____ PROVIDED ENTRIES

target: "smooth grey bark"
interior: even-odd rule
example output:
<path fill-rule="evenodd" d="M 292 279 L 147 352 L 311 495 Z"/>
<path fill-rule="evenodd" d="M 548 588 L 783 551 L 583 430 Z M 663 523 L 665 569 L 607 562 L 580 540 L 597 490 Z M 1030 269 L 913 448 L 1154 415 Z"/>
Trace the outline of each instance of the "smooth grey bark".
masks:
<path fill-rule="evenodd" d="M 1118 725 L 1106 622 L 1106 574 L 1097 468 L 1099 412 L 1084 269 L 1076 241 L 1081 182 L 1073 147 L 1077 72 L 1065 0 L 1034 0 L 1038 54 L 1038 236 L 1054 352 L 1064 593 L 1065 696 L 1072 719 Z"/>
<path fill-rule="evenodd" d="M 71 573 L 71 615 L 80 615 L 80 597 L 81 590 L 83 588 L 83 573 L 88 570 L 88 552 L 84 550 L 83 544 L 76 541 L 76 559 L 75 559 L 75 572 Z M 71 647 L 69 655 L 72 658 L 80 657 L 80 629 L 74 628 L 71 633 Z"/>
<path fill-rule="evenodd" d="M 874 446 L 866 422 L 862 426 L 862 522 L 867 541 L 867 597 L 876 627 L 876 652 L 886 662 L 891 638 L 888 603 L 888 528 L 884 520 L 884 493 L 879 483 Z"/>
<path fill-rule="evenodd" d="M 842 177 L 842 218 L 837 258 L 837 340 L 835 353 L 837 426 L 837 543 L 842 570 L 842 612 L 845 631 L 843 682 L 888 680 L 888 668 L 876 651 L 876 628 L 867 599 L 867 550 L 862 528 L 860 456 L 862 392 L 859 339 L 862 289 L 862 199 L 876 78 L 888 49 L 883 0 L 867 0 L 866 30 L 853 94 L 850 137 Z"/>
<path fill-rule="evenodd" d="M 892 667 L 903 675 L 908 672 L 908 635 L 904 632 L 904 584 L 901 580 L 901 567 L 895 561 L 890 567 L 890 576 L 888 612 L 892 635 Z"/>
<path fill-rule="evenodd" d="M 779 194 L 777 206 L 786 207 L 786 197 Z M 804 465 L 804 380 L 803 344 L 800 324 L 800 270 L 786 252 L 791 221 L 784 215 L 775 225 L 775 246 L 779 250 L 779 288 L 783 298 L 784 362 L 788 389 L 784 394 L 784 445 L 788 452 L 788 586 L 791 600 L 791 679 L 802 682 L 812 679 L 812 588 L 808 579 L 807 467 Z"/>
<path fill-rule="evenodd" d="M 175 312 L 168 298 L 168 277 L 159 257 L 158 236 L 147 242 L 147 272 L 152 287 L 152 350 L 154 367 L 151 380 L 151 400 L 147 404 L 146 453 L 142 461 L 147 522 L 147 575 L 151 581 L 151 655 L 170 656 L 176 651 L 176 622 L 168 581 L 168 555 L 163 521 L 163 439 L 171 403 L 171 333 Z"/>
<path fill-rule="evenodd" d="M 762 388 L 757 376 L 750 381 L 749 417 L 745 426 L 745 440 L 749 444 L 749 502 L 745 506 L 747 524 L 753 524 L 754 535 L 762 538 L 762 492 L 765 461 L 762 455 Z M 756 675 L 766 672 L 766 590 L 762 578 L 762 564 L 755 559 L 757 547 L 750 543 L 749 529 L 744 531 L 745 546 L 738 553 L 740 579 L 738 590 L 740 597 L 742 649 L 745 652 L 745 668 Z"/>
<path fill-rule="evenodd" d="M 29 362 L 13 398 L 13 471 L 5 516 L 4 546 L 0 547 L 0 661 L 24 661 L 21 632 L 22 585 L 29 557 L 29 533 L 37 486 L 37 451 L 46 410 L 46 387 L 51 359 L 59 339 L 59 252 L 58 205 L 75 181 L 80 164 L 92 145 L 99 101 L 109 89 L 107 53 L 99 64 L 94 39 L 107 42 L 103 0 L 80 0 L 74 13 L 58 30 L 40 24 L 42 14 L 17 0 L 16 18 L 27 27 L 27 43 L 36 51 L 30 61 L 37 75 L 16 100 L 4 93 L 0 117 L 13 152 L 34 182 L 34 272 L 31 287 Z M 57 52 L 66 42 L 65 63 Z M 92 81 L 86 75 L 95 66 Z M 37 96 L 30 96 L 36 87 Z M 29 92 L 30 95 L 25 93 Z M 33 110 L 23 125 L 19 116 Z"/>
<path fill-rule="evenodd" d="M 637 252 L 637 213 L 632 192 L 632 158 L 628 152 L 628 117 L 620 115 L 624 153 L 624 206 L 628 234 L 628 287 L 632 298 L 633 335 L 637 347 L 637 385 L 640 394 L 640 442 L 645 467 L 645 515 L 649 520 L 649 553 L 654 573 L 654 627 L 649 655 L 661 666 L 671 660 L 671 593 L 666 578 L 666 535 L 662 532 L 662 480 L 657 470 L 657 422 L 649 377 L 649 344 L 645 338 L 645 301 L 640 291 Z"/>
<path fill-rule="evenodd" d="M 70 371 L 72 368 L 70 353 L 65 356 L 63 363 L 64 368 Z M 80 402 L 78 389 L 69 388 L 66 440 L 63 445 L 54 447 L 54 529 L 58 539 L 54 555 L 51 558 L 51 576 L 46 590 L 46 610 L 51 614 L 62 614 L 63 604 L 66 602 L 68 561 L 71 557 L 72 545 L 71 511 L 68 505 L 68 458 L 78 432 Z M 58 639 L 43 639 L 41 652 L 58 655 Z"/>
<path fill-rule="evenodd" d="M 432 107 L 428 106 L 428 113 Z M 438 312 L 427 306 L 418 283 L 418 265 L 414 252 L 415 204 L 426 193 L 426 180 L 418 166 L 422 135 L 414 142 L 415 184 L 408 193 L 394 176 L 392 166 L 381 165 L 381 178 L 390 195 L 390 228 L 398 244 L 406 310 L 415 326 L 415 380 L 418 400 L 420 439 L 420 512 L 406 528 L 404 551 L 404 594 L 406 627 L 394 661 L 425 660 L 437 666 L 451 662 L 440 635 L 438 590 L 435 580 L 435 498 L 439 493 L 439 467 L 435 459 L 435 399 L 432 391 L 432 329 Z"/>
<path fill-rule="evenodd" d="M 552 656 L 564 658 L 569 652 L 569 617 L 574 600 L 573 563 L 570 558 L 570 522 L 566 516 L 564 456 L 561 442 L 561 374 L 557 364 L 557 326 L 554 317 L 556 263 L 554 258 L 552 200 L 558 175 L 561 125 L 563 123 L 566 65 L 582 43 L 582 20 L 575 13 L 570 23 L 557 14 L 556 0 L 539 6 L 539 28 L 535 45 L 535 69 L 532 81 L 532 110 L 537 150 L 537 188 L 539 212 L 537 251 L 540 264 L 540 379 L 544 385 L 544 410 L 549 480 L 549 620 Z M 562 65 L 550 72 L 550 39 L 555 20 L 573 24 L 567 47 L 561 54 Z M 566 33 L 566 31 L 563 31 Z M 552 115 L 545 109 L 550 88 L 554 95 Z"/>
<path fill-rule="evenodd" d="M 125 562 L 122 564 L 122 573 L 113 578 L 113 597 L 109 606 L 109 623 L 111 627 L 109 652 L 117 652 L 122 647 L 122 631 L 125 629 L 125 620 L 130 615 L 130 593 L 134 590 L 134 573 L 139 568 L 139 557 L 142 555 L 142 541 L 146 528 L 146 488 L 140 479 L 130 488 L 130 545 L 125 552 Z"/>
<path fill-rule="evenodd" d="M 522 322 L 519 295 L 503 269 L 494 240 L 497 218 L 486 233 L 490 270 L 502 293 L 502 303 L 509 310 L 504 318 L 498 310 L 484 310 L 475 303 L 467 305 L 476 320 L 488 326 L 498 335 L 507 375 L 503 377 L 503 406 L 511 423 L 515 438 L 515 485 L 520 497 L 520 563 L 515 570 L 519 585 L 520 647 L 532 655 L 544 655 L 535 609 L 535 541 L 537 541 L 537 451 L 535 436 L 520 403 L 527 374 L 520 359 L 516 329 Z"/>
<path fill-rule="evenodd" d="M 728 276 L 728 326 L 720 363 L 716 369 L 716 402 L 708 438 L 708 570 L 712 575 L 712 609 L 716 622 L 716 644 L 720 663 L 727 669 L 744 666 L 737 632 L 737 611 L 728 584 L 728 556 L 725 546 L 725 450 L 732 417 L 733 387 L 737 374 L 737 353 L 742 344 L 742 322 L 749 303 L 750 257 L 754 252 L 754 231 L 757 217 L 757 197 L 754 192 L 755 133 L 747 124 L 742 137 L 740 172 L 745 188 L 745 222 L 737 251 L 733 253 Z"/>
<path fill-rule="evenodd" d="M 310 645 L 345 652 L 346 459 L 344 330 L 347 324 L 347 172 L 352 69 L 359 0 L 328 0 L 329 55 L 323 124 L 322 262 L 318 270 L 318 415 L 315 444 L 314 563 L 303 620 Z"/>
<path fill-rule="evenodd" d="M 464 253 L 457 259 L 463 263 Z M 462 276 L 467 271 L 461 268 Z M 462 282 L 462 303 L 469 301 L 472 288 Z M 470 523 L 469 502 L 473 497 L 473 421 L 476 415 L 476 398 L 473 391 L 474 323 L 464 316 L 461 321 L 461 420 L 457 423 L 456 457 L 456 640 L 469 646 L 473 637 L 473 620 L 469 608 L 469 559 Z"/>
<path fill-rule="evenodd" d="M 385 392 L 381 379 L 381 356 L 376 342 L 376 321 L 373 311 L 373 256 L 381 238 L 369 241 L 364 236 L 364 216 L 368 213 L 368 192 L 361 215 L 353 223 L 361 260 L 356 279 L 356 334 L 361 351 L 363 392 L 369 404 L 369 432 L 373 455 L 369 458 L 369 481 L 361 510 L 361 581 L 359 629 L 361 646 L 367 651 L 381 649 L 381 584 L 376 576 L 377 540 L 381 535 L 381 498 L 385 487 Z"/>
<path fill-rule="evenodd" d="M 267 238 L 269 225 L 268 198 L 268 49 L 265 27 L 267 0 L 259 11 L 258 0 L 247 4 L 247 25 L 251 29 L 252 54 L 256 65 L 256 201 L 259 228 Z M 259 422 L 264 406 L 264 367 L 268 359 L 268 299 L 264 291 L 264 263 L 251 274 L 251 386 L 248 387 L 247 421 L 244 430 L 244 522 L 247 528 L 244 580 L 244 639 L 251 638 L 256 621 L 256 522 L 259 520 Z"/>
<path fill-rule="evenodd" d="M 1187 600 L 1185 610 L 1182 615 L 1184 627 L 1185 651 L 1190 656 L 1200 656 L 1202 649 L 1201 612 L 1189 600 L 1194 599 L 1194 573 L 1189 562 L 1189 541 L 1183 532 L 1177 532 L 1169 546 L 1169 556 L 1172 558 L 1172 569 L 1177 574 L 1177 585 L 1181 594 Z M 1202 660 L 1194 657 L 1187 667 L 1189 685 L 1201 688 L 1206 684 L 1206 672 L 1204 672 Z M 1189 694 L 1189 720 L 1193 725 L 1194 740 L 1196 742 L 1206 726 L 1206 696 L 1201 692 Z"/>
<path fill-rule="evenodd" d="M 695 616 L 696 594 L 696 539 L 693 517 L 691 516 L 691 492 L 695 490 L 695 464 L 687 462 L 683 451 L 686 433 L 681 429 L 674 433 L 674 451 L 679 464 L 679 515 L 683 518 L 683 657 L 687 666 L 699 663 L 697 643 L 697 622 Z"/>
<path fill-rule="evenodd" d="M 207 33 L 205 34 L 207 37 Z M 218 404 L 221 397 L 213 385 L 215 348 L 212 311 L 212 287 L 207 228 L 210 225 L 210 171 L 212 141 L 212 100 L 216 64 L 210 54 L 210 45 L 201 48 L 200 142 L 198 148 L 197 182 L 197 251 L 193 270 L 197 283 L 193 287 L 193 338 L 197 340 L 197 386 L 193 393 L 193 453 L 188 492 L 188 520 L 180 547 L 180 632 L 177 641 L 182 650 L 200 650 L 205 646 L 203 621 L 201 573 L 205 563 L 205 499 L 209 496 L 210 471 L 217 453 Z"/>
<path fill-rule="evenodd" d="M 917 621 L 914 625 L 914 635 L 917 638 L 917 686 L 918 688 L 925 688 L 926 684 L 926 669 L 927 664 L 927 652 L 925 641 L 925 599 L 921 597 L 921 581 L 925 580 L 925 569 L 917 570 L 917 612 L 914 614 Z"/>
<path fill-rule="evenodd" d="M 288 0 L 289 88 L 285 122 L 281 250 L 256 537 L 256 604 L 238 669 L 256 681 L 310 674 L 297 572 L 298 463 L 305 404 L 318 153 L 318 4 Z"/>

________

_EXERCISE DETAILS_.
Can you rewrite the listing, from its first line through the line containing "892 667 L 903", both included, as a numbered list with any blank lines left out?

_EXERCISE RESPONSE_.
1. target: "smooth grey bark"
2. interior: even-odd rule
3. example output:
4. <path fill-rule="evenodd" d="M 292 279 L 147 352 L 311 495 Z"/>
5. <path fill-rule="evenodd" d="M 548 588 L 783 551 L 583 430 Z M 663 523 L 665 569 L 607 562 L 580 540 L 597 490 Z M 1030 269 L 913 448 L 1154 415 Z"/>
6. Trace the outline of each instance of the "smooth grey bark".
7. masks:
8. <path fill-rule="evenodd" d="M 1118 725 L 1106 622 L 1106 574 L 1097 468 L 1099 412 L 1084 269 L 1076 241 L 1081 182 L 1073 147 L 1077 72 L 1065 0 L 1034 0 L 1038 54 L 1038 236 L 1054 352 L 1064 593 L 1065 696 L 1072 719 Z"/>
9. <path fill-rule="evenodd" d="M 71 573 L 71 615 L 80 615 L 80 597 L 81 590 L 83 588 L 83 573 L 88 570 L 88 552 L 84 550 L 83 544 L 76 541 L 76 559 L 75 559 L 75 572 Z M 71 647 L 69 655 L 72 658 L 80 657 L 80 629 L 74 628 L 71 633 Z"/>
10. <path fill-rule="evenodd" d="M 874 446 L 866 422 L 862 426 L 862 522 L 867 541 L 867 597 L 876 627 L 876 652 L 886 662 L 891 638 L 888 603 L 888 528 L 884 520 L 884 493 L 879 483 Z"/>
11. <path fill-rule="evenodd" d="M 842 177 L 842 218 L 837 258 L 837 340 L 835 353 L 837 426 L 837 543 L 842 570 L 842 612 L 845 631 L 843 682 L 888 680 L 888 668 L 876 651 L 876 628 L 867 599 L 867 550 L 862 528 L 860 456 L 862 392 L 859 339 L 862 289 L 862 199 L 876 78 L 888 49 L 883 0 L 867 0 L 866 30 L 853 94 L 850 137 Z"/>
12. <path fill-rule="evenodd" d="M 892 667 L 903 675 L 908 672 L 908 635 L 904 632 L 904 584 L 901 580 L 901 567 L 895 561 L 890 567 L 890 576 L 888 612 L 892 635 Z"/>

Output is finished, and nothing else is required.